Provided records
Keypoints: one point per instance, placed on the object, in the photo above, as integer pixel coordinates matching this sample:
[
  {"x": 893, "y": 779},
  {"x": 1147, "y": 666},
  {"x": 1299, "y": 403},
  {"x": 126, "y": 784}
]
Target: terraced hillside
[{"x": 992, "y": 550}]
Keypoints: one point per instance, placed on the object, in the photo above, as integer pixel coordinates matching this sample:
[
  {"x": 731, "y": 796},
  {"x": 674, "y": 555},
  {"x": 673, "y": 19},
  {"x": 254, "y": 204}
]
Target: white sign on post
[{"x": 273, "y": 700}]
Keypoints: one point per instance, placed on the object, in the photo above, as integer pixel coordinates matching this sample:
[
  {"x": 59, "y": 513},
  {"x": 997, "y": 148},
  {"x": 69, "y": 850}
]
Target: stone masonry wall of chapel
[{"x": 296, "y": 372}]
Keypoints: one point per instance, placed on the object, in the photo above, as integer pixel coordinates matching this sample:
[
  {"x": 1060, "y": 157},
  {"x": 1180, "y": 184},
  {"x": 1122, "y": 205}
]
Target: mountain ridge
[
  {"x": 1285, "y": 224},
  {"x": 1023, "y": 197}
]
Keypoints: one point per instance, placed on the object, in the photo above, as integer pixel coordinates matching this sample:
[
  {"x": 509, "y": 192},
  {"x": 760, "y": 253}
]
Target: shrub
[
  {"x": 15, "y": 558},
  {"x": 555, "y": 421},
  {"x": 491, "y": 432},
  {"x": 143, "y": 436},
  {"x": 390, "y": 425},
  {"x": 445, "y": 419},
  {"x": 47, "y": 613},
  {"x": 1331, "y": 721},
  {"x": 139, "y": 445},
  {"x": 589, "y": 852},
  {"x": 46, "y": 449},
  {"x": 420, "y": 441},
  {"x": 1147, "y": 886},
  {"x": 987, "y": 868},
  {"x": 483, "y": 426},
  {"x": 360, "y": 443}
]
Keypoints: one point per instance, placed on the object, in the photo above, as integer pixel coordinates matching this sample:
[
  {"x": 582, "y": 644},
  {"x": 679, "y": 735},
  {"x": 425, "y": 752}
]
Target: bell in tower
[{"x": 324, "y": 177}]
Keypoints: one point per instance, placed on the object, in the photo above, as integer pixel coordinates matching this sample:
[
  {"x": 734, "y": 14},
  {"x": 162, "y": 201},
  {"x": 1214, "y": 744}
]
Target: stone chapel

Work to be completed
Transcription of all the material must be exact.

Answer to the exercise
Keypoints: one point per instance, placed on the object, in the photo above, as integer pixel coordinates matching this sample:
[
  {"x": 893, "y": 779},
  {"x": 1147, "y": 666},
  {"x": 1299, "y": 403},
  {"x": 126, "y": 784}
]
Target: terraced hillside
[{"x": 992, "y": 550}]
Keypoints: one point per instance, placed on the object, in the photo above, as integer pixel coordinates matching this sample:
[
  {"x": 731, "y": 796},
  {"x": 674, "y": 555},
  {"x": 673, "y": 19},
  {"x": 254, "y": 204}
]
Target: white sign on post
[{"x": 273, "y": 700}]
Keypoints: one point per instance, placed on the object, in the photo above, as integer pixel coordinates matching this sample:
[
  {"x": 59, "y": 513},
  {"x": 997, "y": 148},
  {"x": 69, "y": 850}
]
Target: stone masonry wall of chapel
[{"x": 296, "y": 372}]
Keypoints: one point per instance, placed on the object, in the photo above, as integer pixel coordinates matching this sample:
[
  {"x": 1060, "y": 157},
  {"x": 1180, "y": 184},
  {"x": 1122, "y": 205}
]
Target: mountain ridge
[
  {"x": 1285, "y": 224},
  {"x": 1023, "y": 197}
]
Keypoints: one point per instance, placed on the object, in the photo above, as integer pixel coordinates matching this sample:
[
  {"x": 509, "y": 192},
  {"x": 760, "y": 253}
]
Target: shrub
[
  {"x": 15, "y": 558},
  {"x": 555, "y": 421},
  {"x": 491, "y": 432},
  {"x": 143, "y": 436},
  {"x": 390, "y": 425},
  {"x": 445, "y": 419},
  {"x": 47, "y": 613},
  {"x": 1331, "y": 721},
  {"x": 139, "y": 445},
  {"x": 589, "y": 852},
  {"x": 46, "y": 449},
  {"x": 420, "y": 441},
  {"x": 1147, "y": 886},
  {"x": 987, "y": 868},
  {"x": 483, "y": 426},
  {"x": 360, "y": 443}
]
Keypoints: one point per instance, placed on the object, in the photo above, as integer pixel coordinates matching this sample:
[
  {"x": 582, "y": 644},
  {"x": 679, "y": 735},
  {"x": 425, "y": 752}
]
Target: bell in tower
[{"x": 324, "y": 177}]
Keypoints: one point per instance, placed on the object, in the photo above, as integer pixel coordinates matching this sample:
[
  {"x": 734, "y": 14},
  {"x": 162, "y": 201},
  {"x": 1214, "y": 744}
]
Target: stone chapel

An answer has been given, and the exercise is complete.